----- Data supplied -----
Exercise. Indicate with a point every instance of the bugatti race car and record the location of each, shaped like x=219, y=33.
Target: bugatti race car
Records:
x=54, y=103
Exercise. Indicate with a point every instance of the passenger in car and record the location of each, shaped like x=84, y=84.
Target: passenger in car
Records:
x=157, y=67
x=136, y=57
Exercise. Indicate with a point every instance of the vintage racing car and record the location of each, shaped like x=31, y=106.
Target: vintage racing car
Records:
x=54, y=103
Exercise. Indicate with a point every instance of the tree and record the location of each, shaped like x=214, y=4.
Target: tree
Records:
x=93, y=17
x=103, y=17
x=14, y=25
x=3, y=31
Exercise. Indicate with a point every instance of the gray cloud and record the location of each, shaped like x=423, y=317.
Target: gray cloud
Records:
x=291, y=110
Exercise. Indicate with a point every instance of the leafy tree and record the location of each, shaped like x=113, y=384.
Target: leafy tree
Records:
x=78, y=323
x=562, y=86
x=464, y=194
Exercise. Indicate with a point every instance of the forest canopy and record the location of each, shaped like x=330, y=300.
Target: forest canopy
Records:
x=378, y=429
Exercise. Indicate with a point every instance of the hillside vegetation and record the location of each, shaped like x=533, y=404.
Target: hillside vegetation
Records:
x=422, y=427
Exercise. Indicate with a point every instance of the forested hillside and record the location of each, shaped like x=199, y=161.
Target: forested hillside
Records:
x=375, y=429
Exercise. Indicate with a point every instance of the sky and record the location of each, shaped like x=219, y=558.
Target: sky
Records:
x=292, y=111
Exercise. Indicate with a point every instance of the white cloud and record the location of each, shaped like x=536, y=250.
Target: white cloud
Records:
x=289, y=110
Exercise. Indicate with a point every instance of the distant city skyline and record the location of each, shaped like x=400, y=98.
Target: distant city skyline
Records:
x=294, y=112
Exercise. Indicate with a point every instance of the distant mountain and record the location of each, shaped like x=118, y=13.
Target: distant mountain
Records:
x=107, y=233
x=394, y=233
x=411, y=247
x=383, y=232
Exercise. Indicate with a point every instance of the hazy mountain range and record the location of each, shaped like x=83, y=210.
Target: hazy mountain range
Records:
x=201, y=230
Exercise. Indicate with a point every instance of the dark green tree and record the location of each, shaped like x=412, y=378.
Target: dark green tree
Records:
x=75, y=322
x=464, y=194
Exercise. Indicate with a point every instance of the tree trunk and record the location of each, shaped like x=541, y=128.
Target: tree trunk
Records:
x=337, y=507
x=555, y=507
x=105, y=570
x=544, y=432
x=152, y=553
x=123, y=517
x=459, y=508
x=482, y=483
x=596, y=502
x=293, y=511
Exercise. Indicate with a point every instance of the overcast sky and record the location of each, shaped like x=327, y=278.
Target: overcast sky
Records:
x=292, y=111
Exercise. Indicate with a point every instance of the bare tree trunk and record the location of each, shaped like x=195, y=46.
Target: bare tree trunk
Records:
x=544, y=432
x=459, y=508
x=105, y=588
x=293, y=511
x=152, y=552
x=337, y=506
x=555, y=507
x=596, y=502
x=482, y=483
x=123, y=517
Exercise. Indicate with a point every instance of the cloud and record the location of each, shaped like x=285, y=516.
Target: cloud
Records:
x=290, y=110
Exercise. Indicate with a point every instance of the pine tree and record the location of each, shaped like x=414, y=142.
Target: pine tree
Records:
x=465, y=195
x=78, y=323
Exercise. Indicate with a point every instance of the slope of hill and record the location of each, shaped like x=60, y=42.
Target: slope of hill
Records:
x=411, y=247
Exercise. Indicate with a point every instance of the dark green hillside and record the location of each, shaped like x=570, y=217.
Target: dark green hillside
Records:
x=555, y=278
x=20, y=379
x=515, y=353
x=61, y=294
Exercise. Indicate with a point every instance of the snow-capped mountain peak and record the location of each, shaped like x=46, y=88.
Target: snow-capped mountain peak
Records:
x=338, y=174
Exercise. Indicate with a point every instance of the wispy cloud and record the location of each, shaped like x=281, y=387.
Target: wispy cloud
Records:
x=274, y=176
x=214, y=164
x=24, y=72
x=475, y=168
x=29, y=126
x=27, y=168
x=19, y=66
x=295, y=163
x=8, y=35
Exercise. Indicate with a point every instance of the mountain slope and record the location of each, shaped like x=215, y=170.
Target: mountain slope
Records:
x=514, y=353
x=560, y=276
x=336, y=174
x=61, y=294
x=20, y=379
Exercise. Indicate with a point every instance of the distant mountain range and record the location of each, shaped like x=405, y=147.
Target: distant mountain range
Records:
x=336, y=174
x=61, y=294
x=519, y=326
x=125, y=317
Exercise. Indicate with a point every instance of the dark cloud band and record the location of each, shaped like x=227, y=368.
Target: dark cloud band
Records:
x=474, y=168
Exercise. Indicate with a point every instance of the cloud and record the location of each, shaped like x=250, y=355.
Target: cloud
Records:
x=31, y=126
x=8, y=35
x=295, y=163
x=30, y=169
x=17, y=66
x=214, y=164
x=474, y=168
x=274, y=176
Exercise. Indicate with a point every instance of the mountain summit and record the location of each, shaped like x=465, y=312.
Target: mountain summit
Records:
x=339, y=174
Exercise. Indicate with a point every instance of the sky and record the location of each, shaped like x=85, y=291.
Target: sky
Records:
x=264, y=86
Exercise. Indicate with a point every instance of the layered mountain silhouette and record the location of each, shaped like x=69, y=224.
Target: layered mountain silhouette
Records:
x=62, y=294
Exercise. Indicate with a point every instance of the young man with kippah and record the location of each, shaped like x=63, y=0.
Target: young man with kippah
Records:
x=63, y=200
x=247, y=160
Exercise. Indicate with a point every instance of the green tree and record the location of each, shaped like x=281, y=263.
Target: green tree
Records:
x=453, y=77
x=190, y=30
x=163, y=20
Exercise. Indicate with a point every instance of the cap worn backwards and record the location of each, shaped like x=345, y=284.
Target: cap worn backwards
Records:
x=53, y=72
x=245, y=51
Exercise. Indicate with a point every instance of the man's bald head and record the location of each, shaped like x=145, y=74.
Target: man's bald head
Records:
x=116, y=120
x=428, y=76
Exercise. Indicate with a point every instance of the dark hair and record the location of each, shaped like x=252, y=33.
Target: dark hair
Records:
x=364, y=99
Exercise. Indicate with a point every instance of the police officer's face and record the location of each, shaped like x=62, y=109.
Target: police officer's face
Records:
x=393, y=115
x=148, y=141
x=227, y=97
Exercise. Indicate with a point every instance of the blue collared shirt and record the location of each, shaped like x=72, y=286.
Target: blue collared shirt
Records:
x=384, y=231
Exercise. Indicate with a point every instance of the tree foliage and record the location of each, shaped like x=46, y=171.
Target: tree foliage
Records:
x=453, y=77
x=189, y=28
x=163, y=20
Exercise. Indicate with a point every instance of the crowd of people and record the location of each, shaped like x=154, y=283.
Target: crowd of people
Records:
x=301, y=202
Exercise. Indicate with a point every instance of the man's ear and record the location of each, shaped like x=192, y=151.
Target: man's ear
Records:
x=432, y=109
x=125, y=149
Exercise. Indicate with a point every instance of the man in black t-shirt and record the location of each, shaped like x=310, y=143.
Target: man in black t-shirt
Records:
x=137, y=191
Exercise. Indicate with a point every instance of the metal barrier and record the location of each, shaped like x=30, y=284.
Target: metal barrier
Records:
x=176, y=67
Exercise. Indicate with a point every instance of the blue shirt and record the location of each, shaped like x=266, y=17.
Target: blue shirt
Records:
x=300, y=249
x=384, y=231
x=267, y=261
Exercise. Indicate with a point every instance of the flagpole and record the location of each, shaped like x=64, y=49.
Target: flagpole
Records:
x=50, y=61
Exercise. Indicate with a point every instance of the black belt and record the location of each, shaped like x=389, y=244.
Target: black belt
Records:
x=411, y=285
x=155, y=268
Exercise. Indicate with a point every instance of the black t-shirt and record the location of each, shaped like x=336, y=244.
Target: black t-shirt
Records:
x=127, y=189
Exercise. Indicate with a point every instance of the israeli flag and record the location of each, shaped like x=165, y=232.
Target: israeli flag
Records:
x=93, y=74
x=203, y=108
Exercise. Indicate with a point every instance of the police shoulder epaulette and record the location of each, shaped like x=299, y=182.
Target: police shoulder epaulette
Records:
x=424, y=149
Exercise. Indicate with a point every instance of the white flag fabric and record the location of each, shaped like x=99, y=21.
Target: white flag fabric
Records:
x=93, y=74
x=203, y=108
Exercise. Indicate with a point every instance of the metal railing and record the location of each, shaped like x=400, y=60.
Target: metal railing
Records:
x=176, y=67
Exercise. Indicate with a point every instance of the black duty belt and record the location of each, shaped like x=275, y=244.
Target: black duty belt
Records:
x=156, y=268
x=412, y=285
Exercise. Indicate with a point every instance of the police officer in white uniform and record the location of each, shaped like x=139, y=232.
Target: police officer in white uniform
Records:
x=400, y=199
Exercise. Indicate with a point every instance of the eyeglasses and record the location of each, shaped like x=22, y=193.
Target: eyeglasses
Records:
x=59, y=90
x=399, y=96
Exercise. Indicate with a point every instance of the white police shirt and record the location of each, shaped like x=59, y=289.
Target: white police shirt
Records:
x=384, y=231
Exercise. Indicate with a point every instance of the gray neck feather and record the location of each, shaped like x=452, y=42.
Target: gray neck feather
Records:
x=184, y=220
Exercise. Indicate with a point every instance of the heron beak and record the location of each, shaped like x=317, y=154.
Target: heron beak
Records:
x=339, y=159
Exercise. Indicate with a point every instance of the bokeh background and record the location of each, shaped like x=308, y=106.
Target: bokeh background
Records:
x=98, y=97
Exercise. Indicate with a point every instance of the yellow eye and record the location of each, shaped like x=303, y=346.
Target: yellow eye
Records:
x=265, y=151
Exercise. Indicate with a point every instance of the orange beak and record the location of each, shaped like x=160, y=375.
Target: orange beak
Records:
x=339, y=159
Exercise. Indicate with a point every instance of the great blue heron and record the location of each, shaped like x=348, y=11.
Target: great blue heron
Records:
-----
• [Instruction]:
Rewrite the rows above, starting at the line that contains "Exercise. Indicate with a point every instance of the dark hair" and ending at the line that contains "x=227, y=97", moving every answer coordinate (both x and y) up by 95. Keep all other lines unchanged, including the sample coordinates in the exercise lines.

• [Task answer]:
Exercise. Indicate with a point every instance of the dark hair and record the location of each, shaped like x=252, y=33.
Target: dark hair
Records:
x=459, y=194
Exercise. Indicate with a point every instance of the police officer's face and record the location of each, shaped like x=62, y=109.
Target: police officer's face
Records:
x=488, y=210
x=243, y=236
x=322, y=192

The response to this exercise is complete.